- **TEXTO DE ORIGEN**
######

La cultura de la muerte describe a la ideología homicida que a su paso siembra y cosecha violencia, confrontación, aniquilación y destrucción del ser humano en sus formas más absurdas y crueles: aborto, eutanasia, pena de muerte, ideología de género o género fluido, feminismo radical, cultura del descarte o de lo políticamente correcto (wokismo), pederastia, abolición del matrimonio y familia, entre otros asuntos. Esta cultura se impone desde el poder, bajo la apariencia de bien necesario para la permanencia de la humanidad.

Como concepto y realidad fue planteada por primera vez por el Papa Juan Pablo II, el 25 de marzo de 1995 en la profética Encíclica Evangelium Vitae, que en el numeral 28 dice: “(…) estamos ante un enorme y dramático choque entre el bien y el mal, la muerte y la vida, la «cultura de la muerte» y la «cultura de la vida». Estamos no sólo «ante», sino necesariamente «en medio» de este conflicto…”

######

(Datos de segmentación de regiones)
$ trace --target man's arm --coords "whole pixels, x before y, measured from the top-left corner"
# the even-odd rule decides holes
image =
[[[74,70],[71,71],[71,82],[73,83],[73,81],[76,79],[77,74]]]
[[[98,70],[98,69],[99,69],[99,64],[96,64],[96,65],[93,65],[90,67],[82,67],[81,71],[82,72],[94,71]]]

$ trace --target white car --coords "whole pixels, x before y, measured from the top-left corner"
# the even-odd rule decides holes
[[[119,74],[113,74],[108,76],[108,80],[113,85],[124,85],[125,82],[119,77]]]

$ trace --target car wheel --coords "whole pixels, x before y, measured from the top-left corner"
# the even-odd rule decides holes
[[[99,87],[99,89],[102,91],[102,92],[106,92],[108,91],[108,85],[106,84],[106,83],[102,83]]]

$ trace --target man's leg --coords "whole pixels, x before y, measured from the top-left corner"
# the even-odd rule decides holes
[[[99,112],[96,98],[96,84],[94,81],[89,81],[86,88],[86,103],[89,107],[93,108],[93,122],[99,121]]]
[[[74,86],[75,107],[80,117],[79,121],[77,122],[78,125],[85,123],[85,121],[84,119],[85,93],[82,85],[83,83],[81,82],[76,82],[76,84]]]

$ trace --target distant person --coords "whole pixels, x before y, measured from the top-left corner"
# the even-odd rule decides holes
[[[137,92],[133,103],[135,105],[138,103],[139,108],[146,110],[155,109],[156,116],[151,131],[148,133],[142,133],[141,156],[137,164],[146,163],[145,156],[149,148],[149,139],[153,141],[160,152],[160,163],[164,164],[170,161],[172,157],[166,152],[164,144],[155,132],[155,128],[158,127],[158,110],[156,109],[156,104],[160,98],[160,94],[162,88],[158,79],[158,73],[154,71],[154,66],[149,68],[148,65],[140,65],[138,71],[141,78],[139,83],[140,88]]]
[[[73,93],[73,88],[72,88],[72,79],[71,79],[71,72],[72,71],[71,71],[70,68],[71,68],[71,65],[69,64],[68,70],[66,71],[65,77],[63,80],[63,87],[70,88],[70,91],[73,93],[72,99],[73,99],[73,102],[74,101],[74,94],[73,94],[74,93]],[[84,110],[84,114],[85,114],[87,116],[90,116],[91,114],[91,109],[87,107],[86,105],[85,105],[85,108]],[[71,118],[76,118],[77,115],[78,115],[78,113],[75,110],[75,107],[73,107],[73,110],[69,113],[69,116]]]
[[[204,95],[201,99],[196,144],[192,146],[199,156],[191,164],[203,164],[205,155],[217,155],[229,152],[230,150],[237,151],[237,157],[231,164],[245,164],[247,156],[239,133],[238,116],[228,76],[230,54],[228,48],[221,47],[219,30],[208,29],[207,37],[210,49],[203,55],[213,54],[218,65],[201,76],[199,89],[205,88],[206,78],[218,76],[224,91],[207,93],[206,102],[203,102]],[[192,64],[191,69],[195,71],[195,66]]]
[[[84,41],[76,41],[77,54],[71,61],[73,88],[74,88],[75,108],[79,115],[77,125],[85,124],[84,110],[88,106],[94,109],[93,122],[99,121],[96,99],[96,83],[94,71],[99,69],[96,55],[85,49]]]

######

- **TAREAS A REALIZAR**
- A) Según el texto de origen, ¿en qué fecha planteó el Papa Juan Pablo II por primera vez el concepto de cultura de la muerte?
- B) Enumera lo que, según el texto de origen, la ideología homicida siembra y cosecha a su paso.

- **RESPUESTAS ESPERADAS**
- A) El 25 de marzo de 1995.

- B) Violencia, confrontación, aniquilación y destrucción del ser humano.